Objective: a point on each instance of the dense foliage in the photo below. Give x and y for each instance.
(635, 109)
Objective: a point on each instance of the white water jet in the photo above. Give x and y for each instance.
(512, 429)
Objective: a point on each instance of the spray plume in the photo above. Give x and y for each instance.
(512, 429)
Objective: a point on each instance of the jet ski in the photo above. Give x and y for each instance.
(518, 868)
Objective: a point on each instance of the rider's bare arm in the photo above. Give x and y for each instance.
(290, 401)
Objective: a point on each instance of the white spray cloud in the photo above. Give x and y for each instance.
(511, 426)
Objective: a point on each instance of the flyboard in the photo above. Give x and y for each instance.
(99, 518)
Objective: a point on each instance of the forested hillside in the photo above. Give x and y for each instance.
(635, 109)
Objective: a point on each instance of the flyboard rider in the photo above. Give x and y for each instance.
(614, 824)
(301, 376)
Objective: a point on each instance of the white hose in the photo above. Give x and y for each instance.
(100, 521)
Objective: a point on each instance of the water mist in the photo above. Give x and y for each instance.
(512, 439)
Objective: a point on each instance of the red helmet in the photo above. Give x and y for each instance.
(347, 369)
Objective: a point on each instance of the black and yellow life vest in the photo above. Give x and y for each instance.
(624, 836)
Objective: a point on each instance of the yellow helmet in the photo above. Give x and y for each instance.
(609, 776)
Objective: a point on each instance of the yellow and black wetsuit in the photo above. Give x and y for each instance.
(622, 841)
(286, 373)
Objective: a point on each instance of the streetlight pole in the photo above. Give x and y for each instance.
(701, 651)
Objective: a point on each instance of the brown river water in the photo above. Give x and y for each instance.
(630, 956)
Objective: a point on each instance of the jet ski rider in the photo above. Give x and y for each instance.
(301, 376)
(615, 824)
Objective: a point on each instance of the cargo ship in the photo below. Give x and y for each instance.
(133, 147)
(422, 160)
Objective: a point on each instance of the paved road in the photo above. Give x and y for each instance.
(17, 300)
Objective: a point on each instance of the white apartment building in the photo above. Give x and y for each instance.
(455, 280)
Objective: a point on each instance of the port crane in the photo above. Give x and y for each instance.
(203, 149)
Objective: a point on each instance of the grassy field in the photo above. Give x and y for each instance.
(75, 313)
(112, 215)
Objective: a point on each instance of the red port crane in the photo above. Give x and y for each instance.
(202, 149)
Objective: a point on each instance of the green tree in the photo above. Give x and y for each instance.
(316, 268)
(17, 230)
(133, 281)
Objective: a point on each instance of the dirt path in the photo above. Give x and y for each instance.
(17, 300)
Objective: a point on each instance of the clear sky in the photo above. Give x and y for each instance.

### EXERCISE DIRECTIONS
Lay out every line of the entries above as a Markdown table with two columns, Row and Line, numbering each row and leaving out blank lines.

### REPLY
| Row | Line |
|---|---|
| 1 | Objective: a point on each instance of the dense foliage in the photo below. Give x and y for each instance. |
| 2 | (635, 109) |
| 3 | Objective: a point on each instance of the white water jet in the photo above. Give x and y for each instance. |
| 4 | (512, 429) |
| 5 | Objective: a point on each instance of the spray plume in the photo above. Give x and y for each instance. |
| 6 | (512, 429) |
| 7 | Objective: a point on each instance of the jet ski in the photo above. Give x and y for each instance. |
| 8 | (518, 868) |
| 9 | Objective: a point on each instance of the rider's bare arm in the photo above. Give x and y for each instance. |
| 10 | (290, 401) |
| 11 | Objective: a point on each instance of the white spray cloud in the photo above. Give x and y for each instance. |
| 12 | (511, 426) |
| 13 | Objective: a point on each instance of the flyboard in the photo above. Give x and y for each instance. |
| 14 | (99, 518) |
| 15 | Objective: a point on each instance of the forested hillside in the photo above. Give x and y for each instance. |
| 16 | (635, 109) |
| 17 | Objective: a point on each instance of the flyboard rider in the photo above. Give x and y for each instance. |
| 18 | (614, 824) |
| 19 | (301, 376) |
| 20 | Objective: a point on each instance of the white hose in the photo above. Give x and y for each instance. |
| 21 | (100, 521) |
| 22 | Objective: a point on each instance of the water mist in the photo above. Give x and y for each instance. |
| 23 | (512, 439) |
| 24 | Objective: a point on each instance of the red helmet in the photo above. Give x and y for each instance. |
| 25 | (347, 369) |
| 26 | Objective: a point on each instance of the black and yellow life vest in the photo above. Give x and y for each instance. |
| 27 | (624, 836) |
| 28 | Objective: a point on each instance of the yellow helmet in the photo above. Give x and y for each instance. |
| 29 | (609, 776) |
| 30 | Objective: a point on each instance of the yellow and black wetsuit in the photo above. Give x and y for each instance. |
| 31 | (622, 841) |
| 32 | (286, 373) |
| 33 | Objective: a point on each instance of the streetlight pole in the photo above. Give x and y for each instance. |
| 34 | (701, 651) |
| 35 | Objective: a point on each instance of the brown river water in the photo above. Give x and y for each instance. |
| 36 | (630, 956) |
| 37 | Objective: a point on each instance of the jet ski rider in the photo above. Give x and y for each instance. |
| 38 | (301, 376) |
| 39 | (615, 824) |
| 40 | Objective: a point on each instance of the cargo ship in the photo below. Give x and y for each instance. |
| 41 | (133, 147) |
| 42 | (422, 160) |
| 43 | Objective: a point on each instance of the paved road in the photo above. Give x and y for each instance. |
| 44 | (17, 300) |
| 45 | Objective: a point on each instance of the white apartment building in the photo above. Give x and y for each instance. |
| 46 | (455, 280) |
| 47 | Objective: a point on each instance of the port crane in the photo above. Give x and y for each instance. |
| 48 | (203, 149) |
| 49 | Objective: a point on each instance of the grassy field in the photo above. Give x and y for each instance. |
| 50 | (75, 313) |
| 51 | (112, 215) |
| 52 | Objective: a point on each instance of the red port crane in the photo above. Give x and y for each instance. |
| 53 | (202, 149) |
| 54 | Objective: a point on each instance of the green tree in the photo above. Give x and y for each instance. |
| 55 | (316, 268) |
| 56 | (17, 230) |
| 57 | (133, 281) |
| 58 | Objective: a point on each instance of the dirt path in the photo above. Give x and y for each instance. |
| 59 | (17, 300) |
| 60 | Objective: a point on each instance of the clear sky in the photo above. Give x and y for each instance. |